From the line that includes "the snow-covered plateau" to the last line of the records that follow, copy every line exactly and nothing more, omitting pictures.

(Lines of data)
++++++
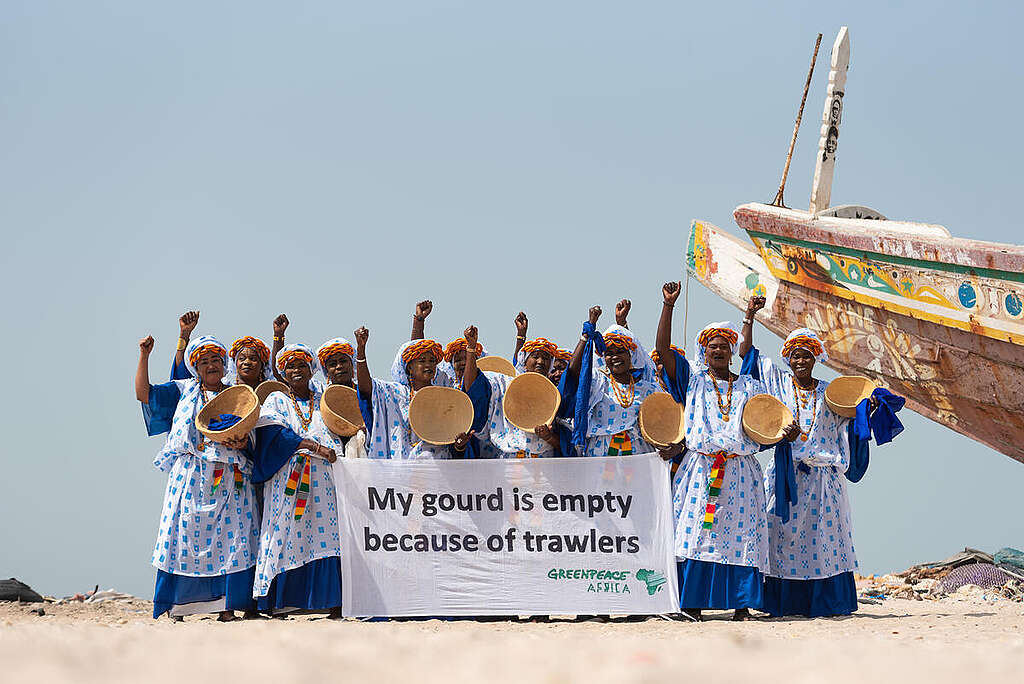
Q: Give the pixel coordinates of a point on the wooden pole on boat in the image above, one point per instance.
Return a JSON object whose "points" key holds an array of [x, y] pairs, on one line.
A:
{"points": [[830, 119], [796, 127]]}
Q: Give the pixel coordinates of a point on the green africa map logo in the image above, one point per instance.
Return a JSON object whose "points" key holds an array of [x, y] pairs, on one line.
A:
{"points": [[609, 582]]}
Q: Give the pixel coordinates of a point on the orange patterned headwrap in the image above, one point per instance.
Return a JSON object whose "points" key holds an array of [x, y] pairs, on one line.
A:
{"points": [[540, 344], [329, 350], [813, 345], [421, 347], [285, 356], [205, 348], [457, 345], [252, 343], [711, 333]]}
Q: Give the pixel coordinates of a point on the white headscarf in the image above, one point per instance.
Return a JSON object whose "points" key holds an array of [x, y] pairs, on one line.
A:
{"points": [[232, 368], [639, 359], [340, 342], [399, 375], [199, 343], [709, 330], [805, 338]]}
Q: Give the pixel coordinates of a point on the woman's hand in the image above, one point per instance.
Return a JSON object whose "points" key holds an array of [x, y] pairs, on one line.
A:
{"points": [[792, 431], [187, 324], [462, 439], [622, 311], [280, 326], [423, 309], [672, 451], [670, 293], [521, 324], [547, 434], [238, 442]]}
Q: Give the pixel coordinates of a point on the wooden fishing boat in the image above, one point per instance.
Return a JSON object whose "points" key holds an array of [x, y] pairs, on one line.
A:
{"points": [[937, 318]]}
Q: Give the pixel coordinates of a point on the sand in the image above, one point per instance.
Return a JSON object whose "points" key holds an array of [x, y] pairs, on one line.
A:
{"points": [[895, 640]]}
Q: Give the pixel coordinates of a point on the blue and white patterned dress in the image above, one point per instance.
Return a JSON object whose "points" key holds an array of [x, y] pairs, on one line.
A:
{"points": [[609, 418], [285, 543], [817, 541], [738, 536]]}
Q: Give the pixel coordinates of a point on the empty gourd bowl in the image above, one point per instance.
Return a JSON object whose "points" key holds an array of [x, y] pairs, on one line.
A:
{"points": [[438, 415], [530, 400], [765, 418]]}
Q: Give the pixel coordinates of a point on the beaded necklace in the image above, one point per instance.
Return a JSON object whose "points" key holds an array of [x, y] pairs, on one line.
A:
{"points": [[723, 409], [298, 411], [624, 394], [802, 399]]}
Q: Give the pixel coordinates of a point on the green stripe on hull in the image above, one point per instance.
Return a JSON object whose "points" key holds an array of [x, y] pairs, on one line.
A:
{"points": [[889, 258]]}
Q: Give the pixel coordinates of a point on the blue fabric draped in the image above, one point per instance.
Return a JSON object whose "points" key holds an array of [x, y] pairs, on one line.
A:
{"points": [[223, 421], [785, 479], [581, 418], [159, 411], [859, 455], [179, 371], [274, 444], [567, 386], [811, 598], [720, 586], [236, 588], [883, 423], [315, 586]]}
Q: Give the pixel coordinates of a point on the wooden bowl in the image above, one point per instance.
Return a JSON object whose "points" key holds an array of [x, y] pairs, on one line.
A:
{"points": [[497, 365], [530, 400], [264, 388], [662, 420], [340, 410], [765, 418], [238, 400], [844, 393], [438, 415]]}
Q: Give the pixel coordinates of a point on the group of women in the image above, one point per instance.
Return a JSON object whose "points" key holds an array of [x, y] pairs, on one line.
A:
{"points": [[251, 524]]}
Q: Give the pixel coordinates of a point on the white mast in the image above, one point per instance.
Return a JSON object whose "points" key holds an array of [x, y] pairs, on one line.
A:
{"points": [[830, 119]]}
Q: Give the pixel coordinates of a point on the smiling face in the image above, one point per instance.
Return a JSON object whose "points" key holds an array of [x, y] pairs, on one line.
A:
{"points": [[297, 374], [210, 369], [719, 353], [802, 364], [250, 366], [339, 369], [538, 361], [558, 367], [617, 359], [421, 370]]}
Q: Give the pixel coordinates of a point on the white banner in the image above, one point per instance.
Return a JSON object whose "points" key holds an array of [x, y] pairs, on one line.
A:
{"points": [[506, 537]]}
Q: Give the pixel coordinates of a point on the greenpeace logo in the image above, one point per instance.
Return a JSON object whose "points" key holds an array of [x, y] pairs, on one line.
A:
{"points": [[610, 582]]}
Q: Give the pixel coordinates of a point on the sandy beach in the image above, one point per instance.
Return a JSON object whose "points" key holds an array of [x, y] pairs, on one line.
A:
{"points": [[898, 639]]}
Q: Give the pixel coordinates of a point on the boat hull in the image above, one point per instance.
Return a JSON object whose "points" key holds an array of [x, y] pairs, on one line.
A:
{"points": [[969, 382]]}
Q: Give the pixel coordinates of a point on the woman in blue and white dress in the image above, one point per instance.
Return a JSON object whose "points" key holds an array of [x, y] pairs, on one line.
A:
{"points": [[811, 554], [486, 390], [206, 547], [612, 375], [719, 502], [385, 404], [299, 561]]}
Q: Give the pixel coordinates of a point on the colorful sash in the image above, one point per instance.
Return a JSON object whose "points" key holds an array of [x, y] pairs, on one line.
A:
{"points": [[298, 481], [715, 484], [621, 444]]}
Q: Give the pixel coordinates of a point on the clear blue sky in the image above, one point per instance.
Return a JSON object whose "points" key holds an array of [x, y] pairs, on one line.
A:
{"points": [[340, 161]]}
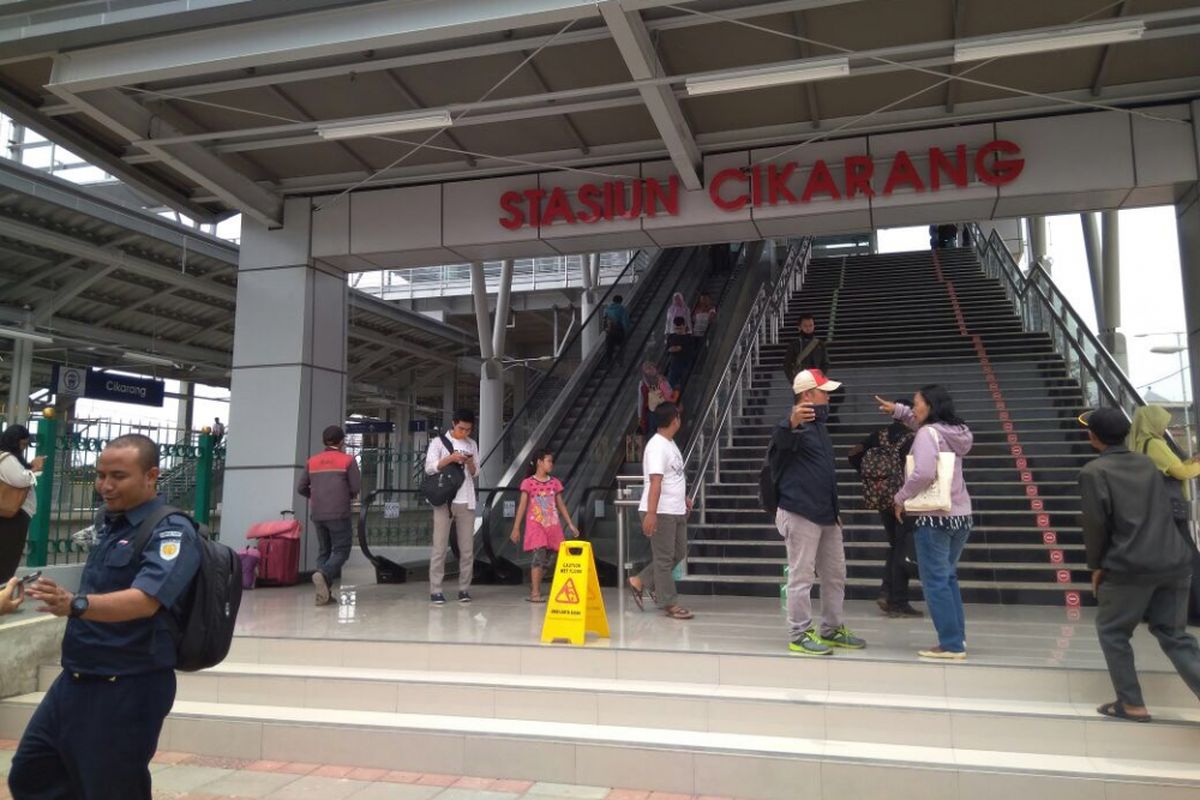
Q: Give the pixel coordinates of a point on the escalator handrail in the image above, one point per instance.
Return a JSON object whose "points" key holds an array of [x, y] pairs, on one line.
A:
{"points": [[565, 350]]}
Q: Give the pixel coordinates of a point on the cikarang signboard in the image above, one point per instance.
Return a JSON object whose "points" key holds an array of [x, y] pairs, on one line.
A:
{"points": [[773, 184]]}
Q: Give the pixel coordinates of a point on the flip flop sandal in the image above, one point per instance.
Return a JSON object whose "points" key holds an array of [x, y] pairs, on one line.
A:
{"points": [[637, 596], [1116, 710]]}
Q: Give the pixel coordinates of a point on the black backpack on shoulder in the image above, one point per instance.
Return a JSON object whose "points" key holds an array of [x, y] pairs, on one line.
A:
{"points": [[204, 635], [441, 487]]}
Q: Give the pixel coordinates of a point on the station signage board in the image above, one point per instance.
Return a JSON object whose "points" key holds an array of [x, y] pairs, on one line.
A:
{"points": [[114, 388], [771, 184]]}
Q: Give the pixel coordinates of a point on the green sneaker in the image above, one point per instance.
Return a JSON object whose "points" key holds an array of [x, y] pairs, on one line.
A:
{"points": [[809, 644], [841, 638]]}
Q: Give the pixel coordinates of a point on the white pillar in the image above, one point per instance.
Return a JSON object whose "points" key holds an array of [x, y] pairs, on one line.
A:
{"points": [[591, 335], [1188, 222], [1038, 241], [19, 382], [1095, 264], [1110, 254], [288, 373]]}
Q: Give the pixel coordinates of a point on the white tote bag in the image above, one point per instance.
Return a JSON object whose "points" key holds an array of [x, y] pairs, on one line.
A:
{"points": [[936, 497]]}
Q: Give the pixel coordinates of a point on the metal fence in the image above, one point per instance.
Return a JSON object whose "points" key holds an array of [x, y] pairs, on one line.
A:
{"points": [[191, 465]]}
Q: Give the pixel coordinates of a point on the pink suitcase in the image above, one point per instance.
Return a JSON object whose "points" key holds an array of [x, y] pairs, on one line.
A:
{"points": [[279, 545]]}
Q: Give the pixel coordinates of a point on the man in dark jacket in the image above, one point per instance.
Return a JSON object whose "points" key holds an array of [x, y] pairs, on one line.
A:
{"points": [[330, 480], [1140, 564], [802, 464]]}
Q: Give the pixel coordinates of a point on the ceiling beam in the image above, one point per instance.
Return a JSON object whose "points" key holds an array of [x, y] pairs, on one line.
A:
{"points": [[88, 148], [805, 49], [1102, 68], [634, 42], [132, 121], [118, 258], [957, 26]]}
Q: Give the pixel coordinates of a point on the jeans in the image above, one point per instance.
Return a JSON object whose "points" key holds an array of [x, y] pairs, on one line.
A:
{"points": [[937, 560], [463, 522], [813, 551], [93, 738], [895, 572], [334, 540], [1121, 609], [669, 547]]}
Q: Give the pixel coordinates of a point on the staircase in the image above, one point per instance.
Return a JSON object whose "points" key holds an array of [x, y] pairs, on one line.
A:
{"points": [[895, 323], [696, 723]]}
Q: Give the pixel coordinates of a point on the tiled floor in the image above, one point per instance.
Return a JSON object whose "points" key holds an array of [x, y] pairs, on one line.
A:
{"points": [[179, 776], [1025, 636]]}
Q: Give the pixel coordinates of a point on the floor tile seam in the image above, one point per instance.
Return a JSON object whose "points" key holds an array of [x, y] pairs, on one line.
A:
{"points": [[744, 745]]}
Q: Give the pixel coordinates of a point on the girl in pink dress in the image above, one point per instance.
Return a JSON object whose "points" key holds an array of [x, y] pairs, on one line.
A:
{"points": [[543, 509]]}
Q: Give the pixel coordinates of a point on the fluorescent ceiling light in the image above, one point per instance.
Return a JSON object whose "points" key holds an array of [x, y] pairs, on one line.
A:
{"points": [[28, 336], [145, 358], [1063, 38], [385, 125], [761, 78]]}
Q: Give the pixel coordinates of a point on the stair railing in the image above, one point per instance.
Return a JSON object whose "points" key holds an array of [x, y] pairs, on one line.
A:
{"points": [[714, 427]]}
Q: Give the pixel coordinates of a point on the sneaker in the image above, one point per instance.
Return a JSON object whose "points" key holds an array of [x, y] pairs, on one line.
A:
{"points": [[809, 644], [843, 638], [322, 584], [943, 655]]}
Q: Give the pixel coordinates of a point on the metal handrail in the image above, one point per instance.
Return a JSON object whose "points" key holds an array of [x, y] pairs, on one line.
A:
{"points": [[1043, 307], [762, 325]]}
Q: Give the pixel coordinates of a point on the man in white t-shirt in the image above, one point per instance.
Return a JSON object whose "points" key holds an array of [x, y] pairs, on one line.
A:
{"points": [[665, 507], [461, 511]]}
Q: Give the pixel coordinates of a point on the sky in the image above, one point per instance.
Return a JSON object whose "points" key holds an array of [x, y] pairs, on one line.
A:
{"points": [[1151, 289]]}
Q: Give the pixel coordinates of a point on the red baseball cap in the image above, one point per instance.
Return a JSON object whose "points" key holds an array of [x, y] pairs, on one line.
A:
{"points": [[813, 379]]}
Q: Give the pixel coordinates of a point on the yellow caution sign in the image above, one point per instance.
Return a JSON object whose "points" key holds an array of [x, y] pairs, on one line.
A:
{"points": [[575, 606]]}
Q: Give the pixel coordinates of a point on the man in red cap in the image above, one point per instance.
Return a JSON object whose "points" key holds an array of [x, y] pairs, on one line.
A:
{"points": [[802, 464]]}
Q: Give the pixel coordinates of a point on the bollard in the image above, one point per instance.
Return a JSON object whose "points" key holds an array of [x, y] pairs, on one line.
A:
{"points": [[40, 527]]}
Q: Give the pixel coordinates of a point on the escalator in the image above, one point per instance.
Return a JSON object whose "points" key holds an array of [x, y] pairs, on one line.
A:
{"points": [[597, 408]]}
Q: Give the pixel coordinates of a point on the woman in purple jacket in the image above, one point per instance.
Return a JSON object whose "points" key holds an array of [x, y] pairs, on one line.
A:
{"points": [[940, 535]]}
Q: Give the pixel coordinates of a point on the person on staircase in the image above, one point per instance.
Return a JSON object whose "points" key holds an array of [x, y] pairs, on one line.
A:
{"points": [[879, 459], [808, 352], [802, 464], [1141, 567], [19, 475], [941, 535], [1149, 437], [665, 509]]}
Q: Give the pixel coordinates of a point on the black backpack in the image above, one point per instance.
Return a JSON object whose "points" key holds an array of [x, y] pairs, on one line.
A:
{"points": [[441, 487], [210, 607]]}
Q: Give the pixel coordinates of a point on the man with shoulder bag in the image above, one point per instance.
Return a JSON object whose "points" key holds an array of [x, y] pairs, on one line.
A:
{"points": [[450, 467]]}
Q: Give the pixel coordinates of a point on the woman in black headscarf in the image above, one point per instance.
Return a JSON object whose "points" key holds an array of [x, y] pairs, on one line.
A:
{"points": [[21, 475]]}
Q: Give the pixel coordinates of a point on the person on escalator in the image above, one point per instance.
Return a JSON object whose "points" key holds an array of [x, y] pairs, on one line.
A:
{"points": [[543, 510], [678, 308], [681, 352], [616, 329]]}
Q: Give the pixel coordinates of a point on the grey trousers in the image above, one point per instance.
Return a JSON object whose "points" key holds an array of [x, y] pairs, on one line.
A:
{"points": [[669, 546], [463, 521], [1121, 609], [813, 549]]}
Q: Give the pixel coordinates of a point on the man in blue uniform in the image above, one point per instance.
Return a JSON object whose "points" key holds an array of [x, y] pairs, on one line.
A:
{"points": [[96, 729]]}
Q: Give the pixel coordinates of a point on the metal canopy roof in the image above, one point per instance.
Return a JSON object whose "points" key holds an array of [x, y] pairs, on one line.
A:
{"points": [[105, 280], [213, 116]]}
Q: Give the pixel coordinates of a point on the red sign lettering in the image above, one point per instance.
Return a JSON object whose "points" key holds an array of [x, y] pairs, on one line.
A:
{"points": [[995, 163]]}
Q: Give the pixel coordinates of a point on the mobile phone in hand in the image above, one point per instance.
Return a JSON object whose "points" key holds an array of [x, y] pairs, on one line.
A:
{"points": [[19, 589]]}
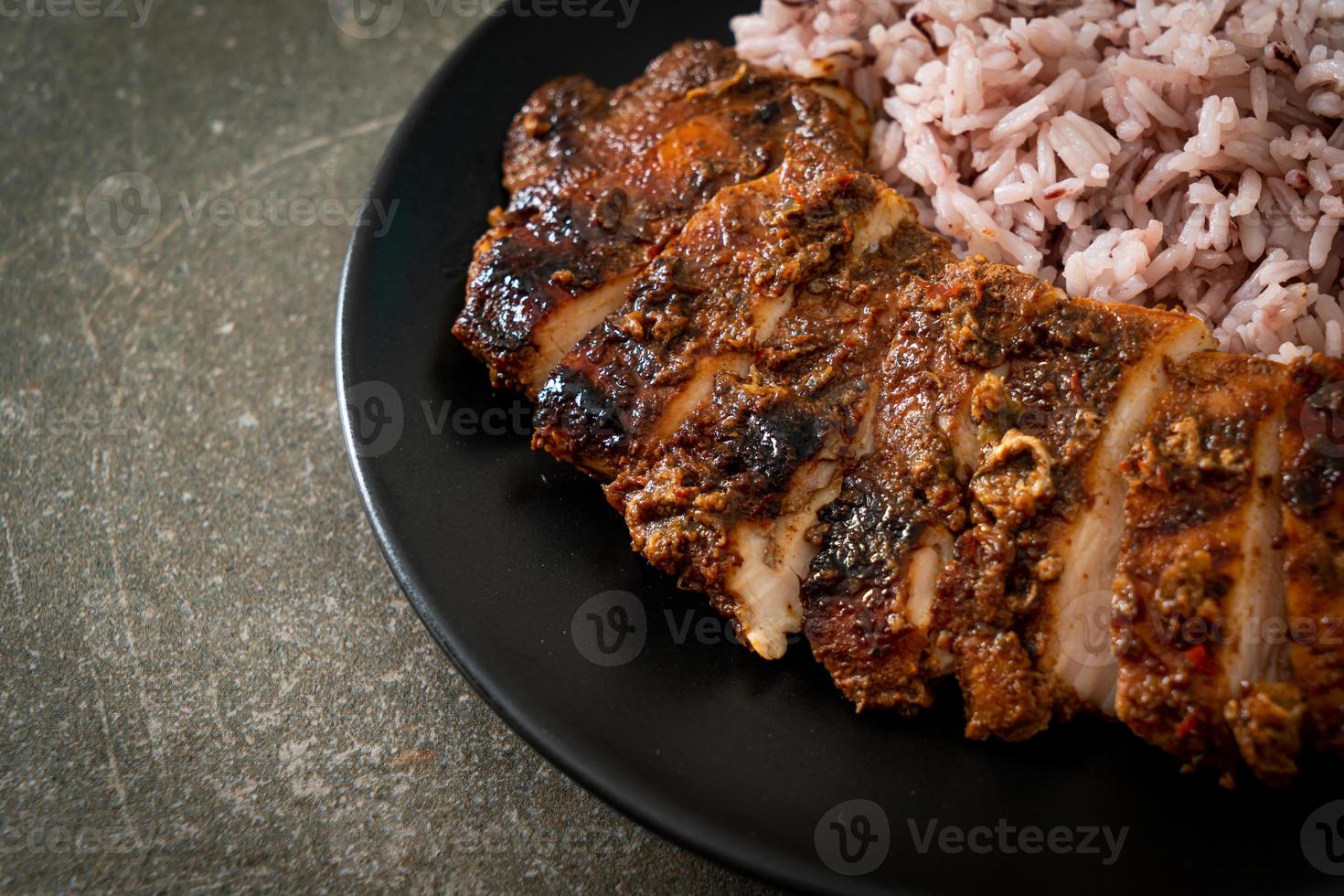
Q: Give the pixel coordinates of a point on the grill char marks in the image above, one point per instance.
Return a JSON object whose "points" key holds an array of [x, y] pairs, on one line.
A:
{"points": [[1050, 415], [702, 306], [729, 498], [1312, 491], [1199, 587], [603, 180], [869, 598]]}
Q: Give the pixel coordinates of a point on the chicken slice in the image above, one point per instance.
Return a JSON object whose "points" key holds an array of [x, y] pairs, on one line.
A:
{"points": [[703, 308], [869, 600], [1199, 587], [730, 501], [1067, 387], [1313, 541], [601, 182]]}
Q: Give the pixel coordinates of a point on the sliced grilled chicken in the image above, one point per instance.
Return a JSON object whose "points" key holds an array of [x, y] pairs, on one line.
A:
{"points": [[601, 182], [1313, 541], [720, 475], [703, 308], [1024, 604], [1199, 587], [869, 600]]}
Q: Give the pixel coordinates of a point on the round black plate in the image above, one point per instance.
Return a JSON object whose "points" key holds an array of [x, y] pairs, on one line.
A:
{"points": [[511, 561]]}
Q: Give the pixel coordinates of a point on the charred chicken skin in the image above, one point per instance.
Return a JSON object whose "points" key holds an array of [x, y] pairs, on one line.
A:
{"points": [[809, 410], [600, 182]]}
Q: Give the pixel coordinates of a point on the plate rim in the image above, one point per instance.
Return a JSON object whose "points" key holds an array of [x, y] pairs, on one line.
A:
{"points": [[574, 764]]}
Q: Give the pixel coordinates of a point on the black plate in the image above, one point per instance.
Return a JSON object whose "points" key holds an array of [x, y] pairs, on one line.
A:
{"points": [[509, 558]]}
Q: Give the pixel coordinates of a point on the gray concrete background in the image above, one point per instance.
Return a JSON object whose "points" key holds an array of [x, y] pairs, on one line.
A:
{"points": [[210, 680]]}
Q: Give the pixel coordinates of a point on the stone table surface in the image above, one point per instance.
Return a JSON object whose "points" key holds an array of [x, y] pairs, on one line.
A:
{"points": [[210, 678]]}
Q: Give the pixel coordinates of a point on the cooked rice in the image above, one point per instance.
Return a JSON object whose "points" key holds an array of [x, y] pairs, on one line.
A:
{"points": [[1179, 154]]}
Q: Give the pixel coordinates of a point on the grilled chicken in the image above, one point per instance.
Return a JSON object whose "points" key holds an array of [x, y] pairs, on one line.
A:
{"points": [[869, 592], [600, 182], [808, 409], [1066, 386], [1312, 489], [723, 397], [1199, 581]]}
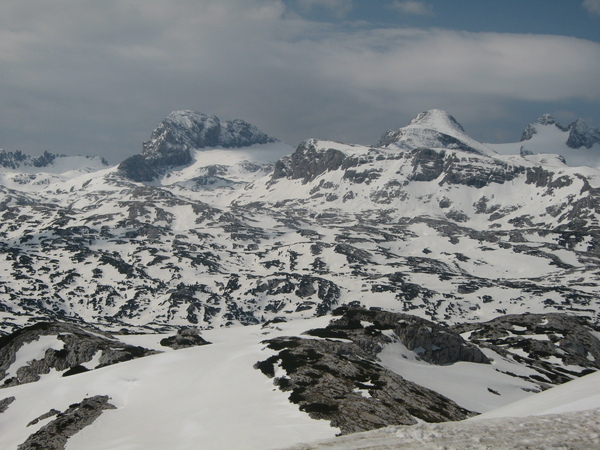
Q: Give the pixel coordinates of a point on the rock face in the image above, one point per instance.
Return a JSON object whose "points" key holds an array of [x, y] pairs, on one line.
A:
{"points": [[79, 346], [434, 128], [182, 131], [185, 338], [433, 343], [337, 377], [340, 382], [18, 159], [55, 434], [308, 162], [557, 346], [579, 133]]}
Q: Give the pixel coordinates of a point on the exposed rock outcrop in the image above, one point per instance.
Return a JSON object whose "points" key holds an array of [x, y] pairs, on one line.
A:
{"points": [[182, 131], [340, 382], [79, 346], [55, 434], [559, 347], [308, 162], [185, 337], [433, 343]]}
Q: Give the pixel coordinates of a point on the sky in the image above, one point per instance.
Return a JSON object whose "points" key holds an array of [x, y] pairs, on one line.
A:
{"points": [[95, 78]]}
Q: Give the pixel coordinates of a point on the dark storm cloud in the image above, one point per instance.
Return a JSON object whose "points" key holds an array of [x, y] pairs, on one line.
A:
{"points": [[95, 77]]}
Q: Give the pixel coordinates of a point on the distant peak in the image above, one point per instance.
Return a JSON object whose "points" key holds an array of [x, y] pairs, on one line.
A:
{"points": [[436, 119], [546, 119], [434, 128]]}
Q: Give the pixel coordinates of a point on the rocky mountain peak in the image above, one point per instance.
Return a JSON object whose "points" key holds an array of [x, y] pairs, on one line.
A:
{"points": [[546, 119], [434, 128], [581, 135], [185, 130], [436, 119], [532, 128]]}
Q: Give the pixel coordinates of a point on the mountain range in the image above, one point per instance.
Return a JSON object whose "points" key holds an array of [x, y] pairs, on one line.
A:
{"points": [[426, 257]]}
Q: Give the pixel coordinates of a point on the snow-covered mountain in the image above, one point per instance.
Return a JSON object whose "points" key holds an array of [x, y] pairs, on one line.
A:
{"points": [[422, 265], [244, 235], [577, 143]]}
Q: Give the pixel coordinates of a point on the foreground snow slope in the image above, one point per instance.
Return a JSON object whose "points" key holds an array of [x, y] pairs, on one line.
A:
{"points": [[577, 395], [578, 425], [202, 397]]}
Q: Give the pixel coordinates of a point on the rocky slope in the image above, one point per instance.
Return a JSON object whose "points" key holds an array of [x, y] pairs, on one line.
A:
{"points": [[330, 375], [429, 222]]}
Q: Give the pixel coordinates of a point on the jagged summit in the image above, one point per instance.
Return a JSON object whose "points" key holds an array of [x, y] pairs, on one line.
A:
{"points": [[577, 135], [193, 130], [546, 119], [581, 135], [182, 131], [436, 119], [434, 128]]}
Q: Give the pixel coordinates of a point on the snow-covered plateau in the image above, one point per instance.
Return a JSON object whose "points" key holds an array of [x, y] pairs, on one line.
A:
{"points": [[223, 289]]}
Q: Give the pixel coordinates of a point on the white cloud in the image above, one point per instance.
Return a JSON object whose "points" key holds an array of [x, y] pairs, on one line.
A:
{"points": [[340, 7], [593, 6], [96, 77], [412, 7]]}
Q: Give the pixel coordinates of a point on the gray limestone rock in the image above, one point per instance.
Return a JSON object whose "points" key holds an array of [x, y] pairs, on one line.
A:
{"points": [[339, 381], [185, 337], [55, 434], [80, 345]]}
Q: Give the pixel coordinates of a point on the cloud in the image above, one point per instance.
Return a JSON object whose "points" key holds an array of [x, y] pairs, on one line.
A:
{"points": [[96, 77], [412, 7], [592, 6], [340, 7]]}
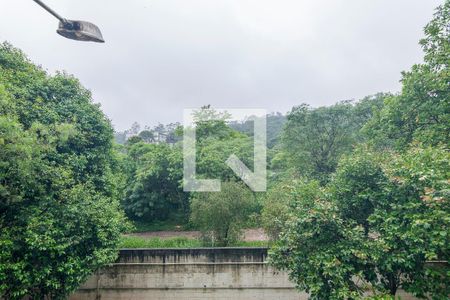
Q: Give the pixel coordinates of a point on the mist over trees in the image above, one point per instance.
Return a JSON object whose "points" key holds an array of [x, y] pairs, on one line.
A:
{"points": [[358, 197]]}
++++++
Response =>
Q: Give the pixel coordinates of a point on the snow-covered plateau in the image above, one point per instance.
Return a JSON object whose "points" key holds an array of [x, y] pairs, on one line.
A:
{"points": [[223, 289]]}
Q: Give the pixel coordinates of a point on the white cloud in the image above, one point per instance.
Return a JSON object whose "points" key holds an array of [x, y] pairs, on one line.
A:
{"points": [[340, 7], [593, 6], [96, 77], [412, 7]]}
Q: Give the pixel coordinates of a point on the gray limestone rock in the image above, one point per instance.
Return a JSON object whose "points" key holds an array of [x, y] pairs, on one line.
A:
{"points": [[339, 381], [185, 337], [55, 434], [80, 345]]}
Q: Give the pixel coordinates of a point on the cloud in the image above, one point per instance.
Return a JSON object whose "points" key holds an array of [x, y] pairs, on one line.
A:
{"points": [[96, 77], [412, 7], [592, 6], [340, 7]]}
Q: Give the pixel coordinates of a point on the mist over trees in the image above, one point per instance.
Return a JSON object whose "points" key holds an array of [x, y] pairs, on one line.
A:
{"points": [[358, 197]]}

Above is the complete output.